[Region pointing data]
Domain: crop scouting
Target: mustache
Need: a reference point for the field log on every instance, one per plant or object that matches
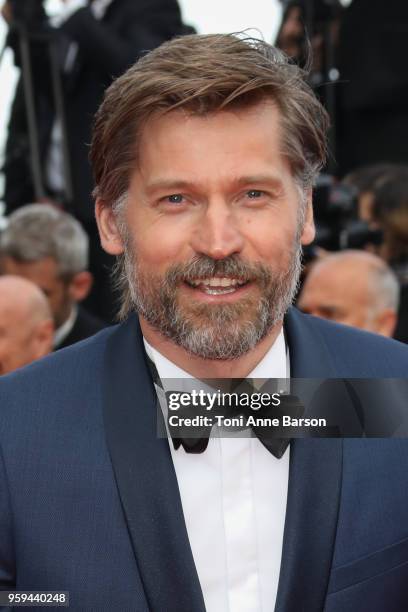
(203, 266)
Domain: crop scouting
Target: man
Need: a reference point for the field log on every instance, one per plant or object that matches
(355, 288)
(95, 41)
(26, 326)
(50, 248)
(204, 155)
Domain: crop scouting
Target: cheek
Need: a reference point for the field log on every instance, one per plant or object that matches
(162, 242)
(270, 241)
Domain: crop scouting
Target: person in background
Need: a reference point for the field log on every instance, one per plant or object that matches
(389, 213)
(355, 288)
(26, 325)
(96, 41)
(50, 248)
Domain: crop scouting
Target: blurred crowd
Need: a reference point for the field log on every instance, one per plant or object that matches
(54, 285)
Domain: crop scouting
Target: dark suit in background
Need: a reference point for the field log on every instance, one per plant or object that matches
(89, 500)
(85, 325)
(105, 50)
(373, 90)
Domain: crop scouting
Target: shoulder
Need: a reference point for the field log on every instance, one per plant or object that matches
(88, 322)
(48, 386)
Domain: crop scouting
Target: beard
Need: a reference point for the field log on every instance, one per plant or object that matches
(209, 331)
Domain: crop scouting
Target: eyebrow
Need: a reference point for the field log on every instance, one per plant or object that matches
(179, 184)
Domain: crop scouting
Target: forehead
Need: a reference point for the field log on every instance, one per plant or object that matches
(41, 272)
(340, 282)
(215, 146)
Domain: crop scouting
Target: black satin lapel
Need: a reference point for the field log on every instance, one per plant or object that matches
(314, 489)
(309, 355)
(310, 525)
(146, 479)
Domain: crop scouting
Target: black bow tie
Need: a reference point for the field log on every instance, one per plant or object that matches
(269, 438)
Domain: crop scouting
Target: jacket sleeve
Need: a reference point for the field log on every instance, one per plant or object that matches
(7, 556)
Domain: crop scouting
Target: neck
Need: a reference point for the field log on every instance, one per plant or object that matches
(209, 368)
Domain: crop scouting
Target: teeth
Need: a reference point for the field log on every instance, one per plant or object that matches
(219, 291)
(216, 282)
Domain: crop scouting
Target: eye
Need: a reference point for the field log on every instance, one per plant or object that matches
(255, 194)
(174, 198)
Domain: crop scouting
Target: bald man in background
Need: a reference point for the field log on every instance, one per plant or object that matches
(26, 325)
(354, 288)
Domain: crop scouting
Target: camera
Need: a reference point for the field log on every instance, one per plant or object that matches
(336, 217)
(27, 12)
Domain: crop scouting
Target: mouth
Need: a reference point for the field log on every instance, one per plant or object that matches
(217, 285)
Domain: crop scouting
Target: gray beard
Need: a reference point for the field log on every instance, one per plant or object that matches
(221, 332)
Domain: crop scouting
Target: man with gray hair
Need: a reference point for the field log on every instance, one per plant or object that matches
(204, 156)
(26, 325)
(50, 248)
(355, 288)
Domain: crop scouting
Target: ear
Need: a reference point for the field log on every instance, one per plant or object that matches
(309, 230)
(108, 231)
(44, 338)
(80, 286)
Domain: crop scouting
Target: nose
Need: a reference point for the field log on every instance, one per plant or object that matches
(217, 234)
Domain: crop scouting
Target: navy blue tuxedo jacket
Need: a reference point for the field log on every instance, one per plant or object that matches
(89, 501)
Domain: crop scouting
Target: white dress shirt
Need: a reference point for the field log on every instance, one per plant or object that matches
(234, 502)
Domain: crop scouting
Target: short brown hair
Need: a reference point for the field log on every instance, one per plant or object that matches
(205, 74)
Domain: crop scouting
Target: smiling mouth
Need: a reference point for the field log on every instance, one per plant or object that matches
(217, 285)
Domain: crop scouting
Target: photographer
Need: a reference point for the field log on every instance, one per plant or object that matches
(95, 41)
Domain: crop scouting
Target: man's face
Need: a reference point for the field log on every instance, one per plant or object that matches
(339, 292)
(17, 340)
(214, 229)
(44, 273)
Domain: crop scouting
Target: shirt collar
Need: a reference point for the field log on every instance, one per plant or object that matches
(275, 364)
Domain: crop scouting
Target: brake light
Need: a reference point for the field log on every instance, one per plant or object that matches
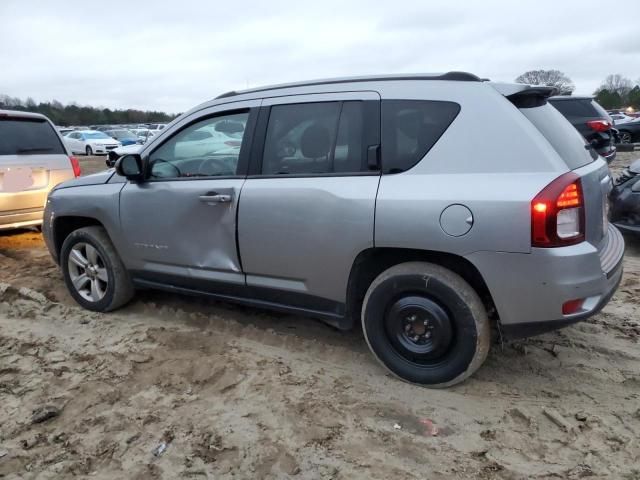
(75, 164)
(599, 125)
(557, 213)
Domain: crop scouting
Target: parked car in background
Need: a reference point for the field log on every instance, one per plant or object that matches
(463, 230)
(625, 200)
(125, 137)
(591, 120)
(144, 134)
(64, 130)
(619, 118)
(630, 131)
(90, 142)
(33, 159)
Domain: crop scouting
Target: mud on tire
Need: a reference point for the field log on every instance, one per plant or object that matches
(426, 324)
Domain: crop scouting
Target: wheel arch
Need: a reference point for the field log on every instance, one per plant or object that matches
(371, 262)
(63, 226)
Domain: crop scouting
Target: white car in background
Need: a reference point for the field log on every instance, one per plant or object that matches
(90, 142)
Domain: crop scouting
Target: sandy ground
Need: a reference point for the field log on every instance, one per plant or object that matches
(176, 387)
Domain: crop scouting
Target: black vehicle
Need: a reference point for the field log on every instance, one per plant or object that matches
(629, 132)
(591, 120)
(625, 200)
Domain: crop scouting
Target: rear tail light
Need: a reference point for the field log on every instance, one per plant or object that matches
(557, 213)
(75, 164)
(599, 125)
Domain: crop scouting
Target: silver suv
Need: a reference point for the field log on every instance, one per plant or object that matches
(33, 159)
(429, 208)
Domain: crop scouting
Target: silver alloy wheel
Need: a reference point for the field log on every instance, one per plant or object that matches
(88, 272)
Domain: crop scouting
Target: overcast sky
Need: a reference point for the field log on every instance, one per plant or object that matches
(173, 54)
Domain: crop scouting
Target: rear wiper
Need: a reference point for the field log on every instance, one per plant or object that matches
(32, 150)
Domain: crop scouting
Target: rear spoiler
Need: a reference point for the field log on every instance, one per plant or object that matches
(525, 96)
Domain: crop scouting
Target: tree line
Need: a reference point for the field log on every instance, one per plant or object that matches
(616, 91)
(74, 114)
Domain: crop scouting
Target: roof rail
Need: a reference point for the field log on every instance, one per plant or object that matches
(451, 76)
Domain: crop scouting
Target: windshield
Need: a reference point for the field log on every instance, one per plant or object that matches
(20, 136)
(96, 136)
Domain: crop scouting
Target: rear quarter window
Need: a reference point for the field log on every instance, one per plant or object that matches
(21, 136)
(562, 136)
(410, 128)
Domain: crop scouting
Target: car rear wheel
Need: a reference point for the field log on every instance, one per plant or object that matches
(625, 137)
(426, 324)
(93, 271)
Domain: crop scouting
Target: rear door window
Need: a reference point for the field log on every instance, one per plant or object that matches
(317, 138)
(21, 136)
(410, 128)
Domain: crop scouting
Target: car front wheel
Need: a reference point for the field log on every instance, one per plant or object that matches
(93, 271)
(426, 324)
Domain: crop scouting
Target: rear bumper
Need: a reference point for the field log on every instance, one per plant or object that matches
(20, 218)
(529, 290)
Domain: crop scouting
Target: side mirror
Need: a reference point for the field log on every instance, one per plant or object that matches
(130, 167)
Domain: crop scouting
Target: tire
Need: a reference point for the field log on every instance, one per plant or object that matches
(107, 284)
(625, 137)
(426, 324)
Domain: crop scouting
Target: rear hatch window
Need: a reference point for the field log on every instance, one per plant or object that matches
(28, 136)
(562, 136)
(577, 108)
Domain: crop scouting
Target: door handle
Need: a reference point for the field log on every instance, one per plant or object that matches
(213, 197)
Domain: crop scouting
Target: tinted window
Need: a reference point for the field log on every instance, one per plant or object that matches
(26, 136)
(577, 108)
(562, 136)
(315, 138)
(410, 128)
(205, 149)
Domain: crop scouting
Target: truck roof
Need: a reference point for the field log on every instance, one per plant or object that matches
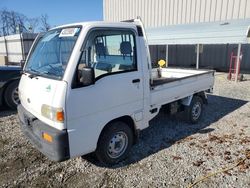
(99, 23)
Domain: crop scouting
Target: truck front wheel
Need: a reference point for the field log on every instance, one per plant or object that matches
(114, 143)
(194, 110)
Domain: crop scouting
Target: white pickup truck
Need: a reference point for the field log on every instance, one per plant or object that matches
(90, 87)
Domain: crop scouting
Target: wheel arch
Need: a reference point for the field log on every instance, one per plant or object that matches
(126, 119)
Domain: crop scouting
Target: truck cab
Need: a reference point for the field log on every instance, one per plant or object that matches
(89, 87)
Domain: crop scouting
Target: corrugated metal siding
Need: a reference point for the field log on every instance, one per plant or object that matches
(213, 56)
(169, 12)
(156, 13)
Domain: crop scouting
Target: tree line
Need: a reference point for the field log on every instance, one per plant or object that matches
(12, 22)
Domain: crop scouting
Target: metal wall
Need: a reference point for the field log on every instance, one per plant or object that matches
(213, 56)
(16, 47)
(170, 12)
(156, 13)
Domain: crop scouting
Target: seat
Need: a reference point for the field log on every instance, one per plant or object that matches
(100, 49)
(126, 48)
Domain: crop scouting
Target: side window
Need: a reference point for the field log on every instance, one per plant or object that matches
(109, 52)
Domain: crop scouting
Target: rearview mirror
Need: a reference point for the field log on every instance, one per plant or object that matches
(87, 76)
(22, 62)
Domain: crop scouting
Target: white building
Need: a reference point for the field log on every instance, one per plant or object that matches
(155, 13)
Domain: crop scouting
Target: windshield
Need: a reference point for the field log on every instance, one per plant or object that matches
(52, 52)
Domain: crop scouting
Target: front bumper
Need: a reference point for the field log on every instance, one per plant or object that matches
(58, 149)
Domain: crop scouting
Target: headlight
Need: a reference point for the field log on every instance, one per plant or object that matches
(52, 113)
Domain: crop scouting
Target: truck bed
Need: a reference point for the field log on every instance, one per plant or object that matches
(177, 83)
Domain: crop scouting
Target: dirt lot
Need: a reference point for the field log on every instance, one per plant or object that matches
(170, 153)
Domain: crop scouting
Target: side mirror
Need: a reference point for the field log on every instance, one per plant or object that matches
(87, 76)
(22, 62)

[TASK STATEMENT] From the line containing "Target: dirt lot" down to the last line of the data, transcribe every line exactly; nothing else should appear.

[YOUR SOLUTION]
Target: dirt lot
Need: a reference point for the field log on every instance, one per plant or object that matches
(170, 153)
Domain: crop scouting
Target: side mirror
Need: a reference point for the field log on every instance, one per plant or object that matches
(87, 76)
(22, 62)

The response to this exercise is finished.